* _CONSIGNES_:
A. Résumez en deux phrases l'extrait sur l'actualité algérienne.
B. Prolongez l'extrait sur l'actualité algérienne à partir de sa dernière phrase.

* _EXTRAIT_:
=-=-=-=-=
Daech tue le monde, au bout du monde. Ici, on tue le temps. Très difficile de parler de l'actualité algérienne quand le régime n'est pas là, dort, est malade ou ne fait rien. L'énigme algérienne persiste mais elle devient peu photogénique : que se passera-t-il après Bouteflika ? Ou, plutôt, «comment cela va se passer ?». C'est un peu le topo des discussions en soirée, chancelleries, entre étrangers ou élites molles nationales. On s'interroge sur les variantes possibles : transition ? Hamrouche ? Sellal ? Le Frère Bouteflika ? L'inconnu ? Puis on spécule, avec de petites cuillères, rien n'étant certain. Du coup, Alger est lassante sous son soleil : il lui manque les fourberies épiques de ses Décideurs aujourd'hui morts, vieillis, mis à l'écart ou désintéressés. Même le chef d'Etat-major de l'armée algérienne n'a plus cette capacité de fasciner les commentaires et de faire naitre des feuilles sur son passage dans les conversations et faire grésiller les capteurs. On regrette presque la jeunesse tonitruante du cabinet noir, de Larbi et Nezzar. Rien aujourd'hui. On se meurt de tourner. Du Daech mental.
=-=-=-=-=
(Extraits de données de pointage)

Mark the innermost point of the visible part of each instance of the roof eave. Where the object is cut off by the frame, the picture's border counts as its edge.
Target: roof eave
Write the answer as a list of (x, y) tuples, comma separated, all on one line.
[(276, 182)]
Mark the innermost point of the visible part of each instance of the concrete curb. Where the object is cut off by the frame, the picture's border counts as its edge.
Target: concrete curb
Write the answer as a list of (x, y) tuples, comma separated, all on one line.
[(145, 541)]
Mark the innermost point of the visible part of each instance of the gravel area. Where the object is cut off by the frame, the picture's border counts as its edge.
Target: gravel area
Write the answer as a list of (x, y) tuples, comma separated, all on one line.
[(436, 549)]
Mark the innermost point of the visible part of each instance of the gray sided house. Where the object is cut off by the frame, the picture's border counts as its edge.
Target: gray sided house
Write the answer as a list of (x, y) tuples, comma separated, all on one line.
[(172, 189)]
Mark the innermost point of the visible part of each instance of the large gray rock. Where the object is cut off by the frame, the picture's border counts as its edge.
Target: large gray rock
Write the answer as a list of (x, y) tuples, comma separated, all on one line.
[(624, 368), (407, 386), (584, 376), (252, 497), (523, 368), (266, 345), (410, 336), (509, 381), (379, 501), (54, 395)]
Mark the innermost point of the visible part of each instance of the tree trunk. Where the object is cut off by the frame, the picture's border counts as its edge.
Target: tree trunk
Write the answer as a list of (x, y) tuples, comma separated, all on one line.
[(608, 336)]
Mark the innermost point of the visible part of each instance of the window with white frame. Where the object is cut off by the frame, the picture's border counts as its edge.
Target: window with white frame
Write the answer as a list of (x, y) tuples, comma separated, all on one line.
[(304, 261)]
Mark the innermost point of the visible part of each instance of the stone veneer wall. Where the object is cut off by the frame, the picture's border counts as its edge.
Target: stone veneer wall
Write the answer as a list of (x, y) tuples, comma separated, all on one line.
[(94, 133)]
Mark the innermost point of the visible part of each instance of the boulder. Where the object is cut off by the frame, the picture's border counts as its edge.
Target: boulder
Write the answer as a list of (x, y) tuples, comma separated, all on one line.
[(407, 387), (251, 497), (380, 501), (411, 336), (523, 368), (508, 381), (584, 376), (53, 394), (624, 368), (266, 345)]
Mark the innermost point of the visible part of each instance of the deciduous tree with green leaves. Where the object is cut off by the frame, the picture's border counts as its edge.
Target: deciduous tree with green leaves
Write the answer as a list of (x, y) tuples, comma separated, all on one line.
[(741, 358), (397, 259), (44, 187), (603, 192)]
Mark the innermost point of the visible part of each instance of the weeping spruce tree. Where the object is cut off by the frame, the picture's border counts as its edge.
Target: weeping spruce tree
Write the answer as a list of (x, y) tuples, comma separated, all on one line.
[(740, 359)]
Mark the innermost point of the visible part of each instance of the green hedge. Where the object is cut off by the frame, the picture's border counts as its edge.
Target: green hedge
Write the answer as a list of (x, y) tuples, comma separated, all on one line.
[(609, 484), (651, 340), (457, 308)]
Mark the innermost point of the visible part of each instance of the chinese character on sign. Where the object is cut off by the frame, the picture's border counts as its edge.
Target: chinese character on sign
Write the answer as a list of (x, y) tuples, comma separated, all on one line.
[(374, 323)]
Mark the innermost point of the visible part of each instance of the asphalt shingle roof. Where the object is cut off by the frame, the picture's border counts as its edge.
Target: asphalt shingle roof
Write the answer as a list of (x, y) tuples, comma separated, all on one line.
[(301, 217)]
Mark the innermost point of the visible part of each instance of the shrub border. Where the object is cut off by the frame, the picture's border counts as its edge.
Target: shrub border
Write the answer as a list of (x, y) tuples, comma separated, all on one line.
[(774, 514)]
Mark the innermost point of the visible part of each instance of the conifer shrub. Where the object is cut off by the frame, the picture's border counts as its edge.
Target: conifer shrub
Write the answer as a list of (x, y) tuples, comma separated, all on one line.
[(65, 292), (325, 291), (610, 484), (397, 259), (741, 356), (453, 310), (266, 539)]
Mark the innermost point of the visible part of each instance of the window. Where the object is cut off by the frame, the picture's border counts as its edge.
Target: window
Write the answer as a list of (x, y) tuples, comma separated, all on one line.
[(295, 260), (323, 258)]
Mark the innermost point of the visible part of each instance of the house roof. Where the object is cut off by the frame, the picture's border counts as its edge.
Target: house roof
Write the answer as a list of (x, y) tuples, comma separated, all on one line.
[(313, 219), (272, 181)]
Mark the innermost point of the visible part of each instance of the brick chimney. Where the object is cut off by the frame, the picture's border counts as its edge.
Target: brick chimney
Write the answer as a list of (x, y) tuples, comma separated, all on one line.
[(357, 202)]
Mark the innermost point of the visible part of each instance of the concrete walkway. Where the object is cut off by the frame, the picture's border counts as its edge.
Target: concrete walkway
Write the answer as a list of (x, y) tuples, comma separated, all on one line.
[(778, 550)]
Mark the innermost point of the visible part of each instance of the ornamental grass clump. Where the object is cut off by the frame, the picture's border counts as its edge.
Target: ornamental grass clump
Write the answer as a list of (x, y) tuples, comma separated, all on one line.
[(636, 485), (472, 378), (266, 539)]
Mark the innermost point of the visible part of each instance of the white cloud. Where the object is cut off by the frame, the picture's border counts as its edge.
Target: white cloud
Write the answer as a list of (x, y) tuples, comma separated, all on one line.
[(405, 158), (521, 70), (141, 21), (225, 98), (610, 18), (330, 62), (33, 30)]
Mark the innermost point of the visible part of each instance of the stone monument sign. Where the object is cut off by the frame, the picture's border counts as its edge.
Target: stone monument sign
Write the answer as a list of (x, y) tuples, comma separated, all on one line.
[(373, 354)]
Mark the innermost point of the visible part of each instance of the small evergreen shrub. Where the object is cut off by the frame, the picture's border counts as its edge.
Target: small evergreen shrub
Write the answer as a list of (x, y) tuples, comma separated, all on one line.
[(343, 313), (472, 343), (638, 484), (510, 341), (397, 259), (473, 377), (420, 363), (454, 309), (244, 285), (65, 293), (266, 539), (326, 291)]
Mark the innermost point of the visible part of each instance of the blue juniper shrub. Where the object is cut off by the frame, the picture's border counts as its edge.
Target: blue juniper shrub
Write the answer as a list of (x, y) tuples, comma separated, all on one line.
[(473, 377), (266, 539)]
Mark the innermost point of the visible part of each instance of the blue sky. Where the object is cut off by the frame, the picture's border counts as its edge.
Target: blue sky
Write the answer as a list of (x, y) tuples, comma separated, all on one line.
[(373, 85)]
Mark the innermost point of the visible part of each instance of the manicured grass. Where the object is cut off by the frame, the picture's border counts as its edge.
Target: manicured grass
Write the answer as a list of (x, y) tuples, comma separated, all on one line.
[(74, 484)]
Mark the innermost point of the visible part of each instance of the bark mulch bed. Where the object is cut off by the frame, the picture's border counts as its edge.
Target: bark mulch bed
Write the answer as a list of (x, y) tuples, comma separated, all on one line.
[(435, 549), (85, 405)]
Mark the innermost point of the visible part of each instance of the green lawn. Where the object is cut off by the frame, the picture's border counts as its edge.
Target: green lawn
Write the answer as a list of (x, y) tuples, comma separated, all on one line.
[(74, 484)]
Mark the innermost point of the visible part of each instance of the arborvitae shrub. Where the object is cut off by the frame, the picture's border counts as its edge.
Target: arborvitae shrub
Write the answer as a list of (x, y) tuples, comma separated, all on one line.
=-=-=-=-=
* _RÉPONSES ATTENDUES_:
A. Comme le régime ne fait rien, l'actualité algérienne est difficile à commenter, et les conversations se réduisent à une question : comment se passera l'après-Bouteflika, entre transition, Hamrouche, Sellal, le frère Bouteflika ou l'inconnu, sans aucune certitude. Alger paraît donc lassante sans ses Décideurs d'autrefois, morts, vieillis, écartés ou désintéressés, et même le chef d'état-major ne fascine plus, si bien qu'on regrette presque le cabinet noir de Larbi et Nezzar.

B.
Dans le tas, un homme cependant. Ou plutôt ils sont deux. Ambitieux, discrets, tenaces dans le désert, soumis, obéissants mais vigilants quant au trébuchement du bœuf : le Kadhafi algérien, alias Belkhadem. Surnom donné à Alger au bonhomme à cause de sa manie de planter deux tentes dans une plage de l'extrême-ouest algérien. Malgré toute une vie à attendre, il attend encore. On lui marche dessus, il ne meurt pas. On l'écarte, il se replie puis se déplie à la prochaine saison. On le dit mort, il continue. Son ambition d'être Président n'a jamais faibli, est tenace, perdure et résiste à l'eau, à Saidani, aux moqueries et aux félonies de ses employeurs. Connu pour être sans os, il est sans fractures.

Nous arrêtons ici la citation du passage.